**DATA UNDER STUDY**

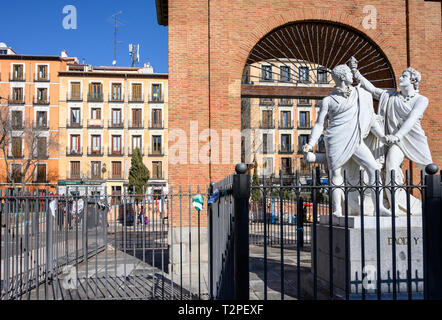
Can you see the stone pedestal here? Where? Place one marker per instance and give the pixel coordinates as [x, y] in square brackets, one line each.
[356, 275]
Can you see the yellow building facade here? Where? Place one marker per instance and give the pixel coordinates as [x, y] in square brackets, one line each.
[29, 105]
[105, 114]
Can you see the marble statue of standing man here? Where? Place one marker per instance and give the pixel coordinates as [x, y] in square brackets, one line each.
[402, 111]
[350, 119]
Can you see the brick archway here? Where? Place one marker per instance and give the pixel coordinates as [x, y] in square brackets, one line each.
[316, 14]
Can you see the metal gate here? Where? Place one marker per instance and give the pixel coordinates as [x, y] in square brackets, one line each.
[372, 257]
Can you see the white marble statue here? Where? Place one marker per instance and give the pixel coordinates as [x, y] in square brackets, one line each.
[401, 113]
[351, 118]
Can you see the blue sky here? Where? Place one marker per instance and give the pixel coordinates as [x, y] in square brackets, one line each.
[36, 27]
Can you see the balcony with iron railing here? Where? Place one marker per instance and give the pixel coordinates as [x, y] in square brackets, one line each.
[304, 103]
[111, 152]
[40, 125]
[136, 124]
[94, 97]
[156, 125]
[130, 151]
[115, 124]
[41, 101]
[269, 149]
[269, 124]
[71, 152]
[40, 180]
[17, 99]
[286, 148]
[157, 175]
[116, 97]
[95, 152]
[136, 98]
[74, 124]
[285, 102]
[116, 175]
[42, 153]
[285, 124]
[156, 152]
[266, 102]
[17, 125]
[74, 97]
[158, 98]
[304, 124]
[41, 78]
[266, 76]
[15, 154]
[16, 77]
[91, 175]
[95, 123]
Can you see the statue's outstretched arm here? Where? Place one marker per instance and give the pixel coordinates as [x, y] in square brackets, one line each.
[367, 85]
[415, 114]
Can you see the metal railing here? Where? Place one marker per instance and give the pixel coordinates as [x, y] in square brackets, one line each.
[76, 124]
[158, 152]
[18, 100]
[136, 98]
[296, 218]
[286, 124]
[16, 77]
[156, 125]
[95, 123]
[269, 124]
[286, 148]
[131, 150]
[115, 153]
[116, 97]
[137, 124]
[38, 125]
[94, 97]
[41, 101]
[156, 99]
[74, 97]
[93, 152]
[74, 152]
[112, 123]
[305, 125]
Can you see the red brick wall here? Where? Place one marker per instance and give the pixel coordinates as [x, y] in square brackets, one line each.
[236, 26]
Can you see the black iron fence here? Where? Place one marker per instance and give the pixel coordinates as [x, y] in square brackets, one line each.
[299, 248]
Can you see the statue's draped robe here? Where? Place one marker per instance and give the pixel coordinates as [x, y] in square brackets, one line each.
[348, 124]
[395, 111]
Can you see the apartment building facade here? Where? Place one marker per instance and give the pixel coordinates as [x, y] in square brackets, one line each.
[105, 114]
[29, 91]
[281, 127]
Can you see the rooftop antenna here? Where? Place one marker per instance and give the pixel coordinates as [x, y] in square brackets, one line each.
[115, 17]
[134, 53]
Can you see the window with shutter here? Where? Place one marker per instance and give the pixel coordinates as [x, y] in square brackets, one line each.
[75, 90]
[16, 172]
[17, 147]
[41, 172]
[42, 147]
[136, 118]
[116, 169]
[75, 169]
[136, 92]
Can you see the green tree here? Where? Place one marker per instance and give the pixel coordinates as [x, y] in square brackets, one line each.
[138, 173]
[256, 193]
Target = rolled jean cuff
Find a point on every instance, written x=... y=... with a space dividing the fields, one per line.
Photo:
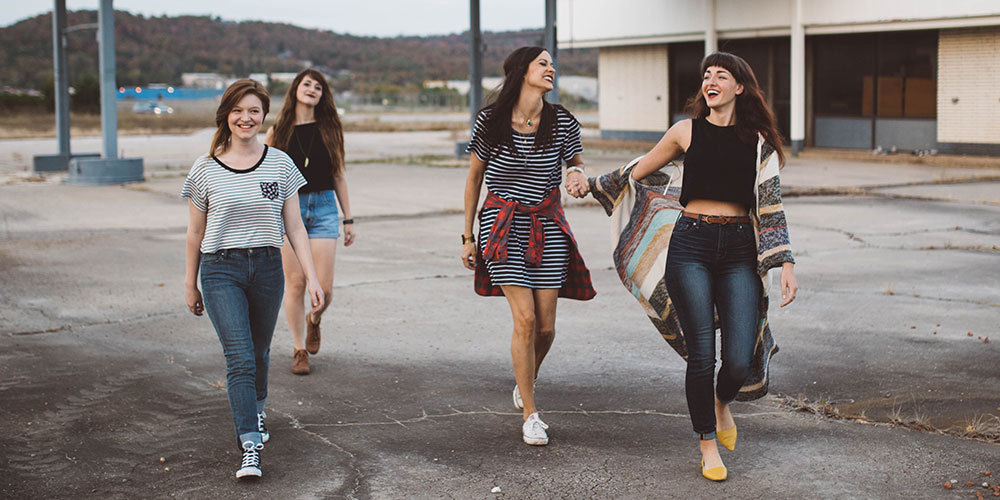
x=253 y=437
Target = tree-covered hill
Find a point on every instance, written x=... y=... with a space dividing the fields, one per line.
x=159 y=49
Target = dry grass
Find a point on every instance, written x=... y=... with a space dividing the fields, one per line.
x=981 y=428
x=22 y=126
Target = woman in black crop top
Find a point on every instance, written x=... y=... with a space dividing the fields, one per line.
x=712 y=260
x=309 y=130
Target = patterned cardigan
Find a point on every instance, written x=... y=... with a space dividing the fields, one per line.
x=642 y=218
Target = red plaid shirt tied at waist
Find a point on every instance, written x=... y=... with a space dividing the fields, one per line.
x=577 y=285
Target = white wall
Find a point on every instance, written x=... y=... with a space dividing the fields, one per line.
x=633 y=88
x=968 y=98
x=593 y=23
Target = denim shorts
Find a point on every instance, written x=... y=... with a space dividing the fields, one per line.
x=320 y=214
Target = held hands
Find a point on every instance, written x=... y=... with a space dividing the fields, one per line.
x=576 y=184
x=349 y=234
x=193 y=297
x=316 y=297
x=469 y=255
x=789 y=287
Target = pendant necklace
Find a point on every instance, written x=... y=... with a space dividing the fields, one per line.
x=305 y=152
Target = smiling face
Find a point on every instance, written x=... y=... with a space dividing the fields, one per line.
x=719 y=88
x=246 y=117
x=309 y=91
x=541 y=72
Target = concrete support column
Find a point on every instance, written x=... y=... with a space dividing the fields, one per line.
x=551 y=45
x=711 y=36
x=109 y=87
x=475 y=62
x=798 y=74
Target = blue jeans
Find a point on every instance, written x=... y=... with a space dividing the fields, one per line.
x=713 y=268
x=242 y=290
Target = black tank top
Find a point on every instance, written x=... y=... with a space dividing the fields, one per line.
x=718 y=165
x=306 y=142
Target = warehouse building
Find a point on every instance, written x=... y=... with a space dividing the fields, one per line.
x=862 y=74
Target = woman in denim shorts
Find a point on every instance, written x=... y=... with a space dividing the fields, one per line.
x=243 y=198
x=309 y=129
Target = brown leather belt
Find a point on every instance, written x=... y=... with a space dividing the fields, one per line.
x=718 y=219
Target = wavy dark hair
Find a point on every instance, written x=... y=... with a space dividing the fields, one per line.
x=753 y=115
x=498 y=129
x=327 y=120
x=230 y=98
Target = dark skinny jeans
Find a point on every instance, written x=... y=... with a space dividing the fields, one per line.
x=713 y=267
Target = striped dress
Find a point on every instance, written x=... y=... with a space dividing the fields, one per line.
x=243 y=207
x=527 y=176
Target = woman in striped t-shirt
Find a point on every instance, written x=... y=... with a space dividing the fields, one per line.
x=243 y=199
x=526 y=250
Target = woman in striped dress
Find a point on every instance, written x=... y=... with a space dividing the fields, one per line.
x=243 y=198
x=526 y=250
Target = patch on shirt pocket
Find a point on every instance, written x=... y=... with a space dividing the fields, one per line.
x=269 y=190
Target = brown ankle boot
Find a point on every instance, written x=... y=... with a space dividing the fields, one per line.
x=300 y=365
x=312 y=335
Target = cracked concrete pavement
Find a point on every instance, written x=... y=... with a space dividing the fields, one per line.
x=103 y=371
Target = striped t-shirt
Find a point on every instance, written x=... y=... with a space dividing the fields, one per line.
x=243 y=207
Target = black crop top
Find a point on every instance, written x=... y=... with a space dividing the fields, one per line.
x=718 y=165
x=319 y=172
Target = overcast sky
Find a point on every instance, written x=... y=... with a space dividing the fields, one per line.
x=383 y=18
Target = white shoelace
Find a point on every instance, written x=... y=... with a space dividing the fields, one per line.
x=251 y=454
x=536 y=421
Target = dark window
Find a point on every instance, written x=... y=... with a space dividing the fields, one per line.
x=843 y=68
x=906 y=64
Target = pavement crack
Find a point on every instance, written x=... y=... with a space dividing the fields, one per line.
x=359 y=475
x=402 y=280
x=71 y=326
x=912 y=295
x=424 y=417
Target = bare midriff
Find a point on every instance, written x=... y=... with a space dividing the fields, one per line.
x=713 y=207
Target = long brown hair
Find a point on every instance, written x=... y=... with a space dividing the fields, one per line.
x=753 y=115
x=327 y=120
x=230 y=98
x=498 y=129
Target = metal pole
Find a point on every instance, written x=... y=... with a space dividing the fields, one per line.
x=109 y=111
x=552 y=45
x=60 y=77
x=711 y=36
x=475 y=63
x=798 y=93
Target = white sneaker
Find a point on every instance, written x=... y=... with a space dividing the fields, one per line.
x=533 y=431
x=518 y=403
x=250 y=467
x=264 y=435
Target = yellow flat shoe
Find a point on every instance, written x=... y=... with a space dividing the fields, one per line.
x=727 y=438
x=715 y=473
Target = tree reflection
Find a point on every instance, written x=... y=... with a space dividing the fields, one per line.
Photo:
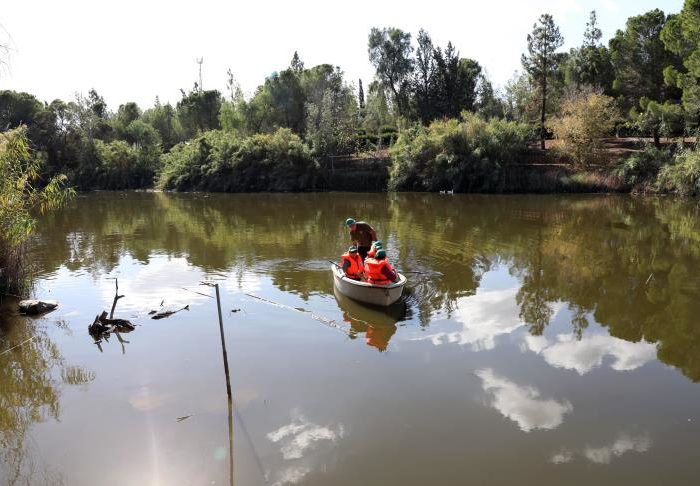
x=626 y=263
x=29 y=394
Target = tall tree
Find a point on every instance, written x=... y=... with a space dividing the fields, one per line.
x=424 y=78
x=361 y=97
x=589 y=64
x=541 y=62
x=296 y=65
x=198 y=111
x=681 y=35
x=390 y=54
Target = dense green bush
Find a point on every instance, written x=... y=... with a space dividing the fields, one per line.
x=226 y=162
x=682 y=176
x=464 y=155
x=643 y=167
x=22 y=197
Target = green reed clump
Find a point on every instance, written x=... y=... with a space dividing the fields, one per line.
x=226 y=162
x=682 y=175
x=641 y=169
x=465 y=155
x=22 y=195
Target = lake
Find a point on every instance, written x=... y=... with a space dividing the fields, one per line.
x=541 y=340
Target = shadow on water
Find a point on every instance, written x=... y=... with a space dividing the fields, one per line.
x=624 y=262
x=378 y=324
x=33 y=374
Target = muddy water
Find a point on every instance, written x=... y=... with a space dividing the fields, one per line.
x=546 y=340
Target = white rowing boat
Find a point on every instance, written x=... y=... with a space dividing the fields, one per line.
x=383 y=295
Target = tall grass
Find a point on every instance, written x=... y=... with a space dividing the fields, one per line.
x=465 y=155
x=225 y=162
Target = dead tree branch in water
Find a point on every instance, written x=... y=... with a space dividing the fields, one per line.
x=102 y=327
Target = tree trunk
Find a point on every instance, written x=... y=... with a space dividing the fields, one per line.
x=544 y=106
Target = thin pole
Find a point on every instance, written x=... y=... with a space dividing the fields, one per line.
x=228 y=386
x=223 y=342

**TASK PROMPT**
Check the data for the word "pavement" and pull out the lines that have it.

**ANSWER FOR THIS EXERCISE**
Target = cracked concrete pavement
Target = pavement crack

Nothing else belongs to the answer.